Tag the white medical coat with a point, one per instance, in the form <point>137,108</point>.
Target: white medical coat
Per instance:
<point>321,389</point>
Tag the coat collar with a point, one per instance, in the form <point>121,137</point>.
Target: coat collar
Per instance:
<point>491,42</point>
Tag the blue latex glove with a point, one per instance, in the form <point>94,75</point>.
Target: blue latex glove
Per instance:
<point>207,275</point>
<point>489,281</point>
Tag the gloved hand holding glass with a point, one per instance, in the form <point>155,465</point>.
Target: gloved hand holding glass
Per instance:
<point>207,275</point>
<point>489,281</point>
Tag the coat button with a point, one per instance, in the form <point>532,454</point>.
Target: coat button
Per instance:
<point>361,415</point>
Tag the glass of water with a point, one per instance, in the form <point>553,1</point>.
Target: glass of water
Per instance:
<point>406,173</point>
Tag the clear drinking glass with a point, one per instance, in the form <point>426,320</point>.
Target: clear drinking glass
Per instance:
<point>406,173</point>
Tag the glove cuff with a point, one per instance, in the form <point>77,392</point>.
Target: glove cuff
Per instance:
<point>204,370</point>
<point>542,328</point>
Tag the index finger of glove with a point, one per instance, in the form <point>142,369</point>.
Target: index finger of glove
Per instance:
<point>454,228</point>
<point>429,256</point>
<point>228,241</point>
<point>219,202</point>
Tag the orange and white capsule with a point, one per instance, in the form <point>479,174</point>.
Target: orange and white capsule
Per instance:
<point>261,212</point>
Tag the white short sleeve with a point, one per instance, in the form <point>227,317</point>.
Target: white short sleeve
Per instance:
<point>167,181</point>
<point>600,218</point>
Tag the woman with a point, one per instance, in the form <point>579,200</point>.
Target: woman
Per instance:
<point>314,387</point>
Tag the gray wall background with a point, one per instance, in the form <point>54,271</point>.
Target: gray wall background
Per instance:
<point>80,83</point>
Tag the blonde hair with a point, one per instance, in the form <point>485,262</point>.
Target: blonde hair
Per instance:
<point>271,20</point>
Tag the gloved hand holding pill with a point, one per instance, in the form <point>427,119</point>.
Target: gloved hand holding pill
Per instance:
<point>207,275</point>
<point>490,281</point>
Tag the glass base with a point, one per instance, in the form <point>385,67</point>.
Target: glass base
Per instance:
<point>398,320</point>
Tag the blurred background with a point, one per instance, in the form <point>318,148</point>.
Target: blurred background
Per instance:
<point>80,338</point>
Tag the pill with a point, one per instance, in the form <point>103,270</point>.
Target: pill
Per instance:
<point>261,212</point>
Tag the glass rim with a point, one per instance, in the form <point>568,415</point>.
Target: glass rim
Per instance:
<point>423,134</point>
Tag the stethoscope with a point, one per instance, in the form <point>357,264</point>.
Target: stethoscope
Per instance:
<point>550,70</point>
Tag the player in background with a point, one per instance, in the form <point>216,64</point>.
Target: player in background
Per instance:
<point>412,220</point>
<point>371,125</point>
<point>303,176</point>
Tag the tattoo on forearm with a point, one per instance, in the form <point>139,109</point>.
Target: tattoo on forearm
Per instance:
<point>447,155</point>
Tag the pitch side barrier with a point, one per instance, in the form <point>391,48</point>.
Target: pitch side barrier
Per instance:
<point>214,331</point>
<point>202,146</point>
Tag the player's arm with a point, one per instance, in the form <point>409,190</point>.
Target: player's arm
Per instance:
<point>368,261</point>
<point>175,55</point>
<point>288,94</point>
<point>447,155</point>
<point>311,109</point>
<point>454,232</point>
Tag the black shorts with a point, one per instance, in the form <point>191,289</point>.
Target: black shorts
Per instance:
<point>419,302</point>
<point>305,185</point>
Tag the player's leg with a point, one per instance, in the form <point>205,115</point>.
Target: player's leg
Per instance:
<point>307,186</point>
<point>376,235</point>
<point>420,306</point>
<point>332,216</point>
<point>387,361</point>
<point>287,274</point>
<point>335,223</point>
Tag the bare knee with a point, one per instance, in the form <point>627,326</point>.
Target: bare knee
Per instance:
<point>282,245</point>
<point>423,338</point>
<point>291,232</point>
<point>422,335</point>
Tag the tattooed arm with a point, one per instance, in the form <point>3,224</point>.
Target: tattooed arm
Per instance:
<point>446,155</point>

= = = = = = =

> Instructions for the task
Copy out the entries above word for word, starting at the line containing "Tag the player's arm" and continuing through the final line of the entries.

> Answer to this problem
Tag the player's arm with a point, one per instance, in the form <point>409,190</point>.
Target: player's arm
Per instance:
<point>368,261</point>
<point>175,55</point>
<point>288,94</point>
<point>447,155</point>
<point>311,109</point>
<point>454,232</point>
Tag the black shorts with a point, one per instance, in the form <point>191,289</point>.
Target: black shorts
Per instance:
<point>419,302</point>
<point>305,185</point>
Tag the player's leg with a point, one per instance, in the form <point>205,115</point>.
Target: player's leg
Per instance:
<point>307,186</point>
<point>376,235</point>
<point>420,306</point>
<point>332,216</point>
<point>387,361</point>
<point>287,274</point>
<point>335,223</point>
Tag the bare knee with a point, one per instance, in the form <point>627,326</point>.
Target: bare knee
Per instance:
<point>282,245</point>
<point>423,338</point>
<point>291,232</point>
<point>422,335</point>
Tag the tattooed arm with a point, one per instance, in the form <point>3,224</point>.
Target: tattooed arm
Per instance:
<point>446,155</point>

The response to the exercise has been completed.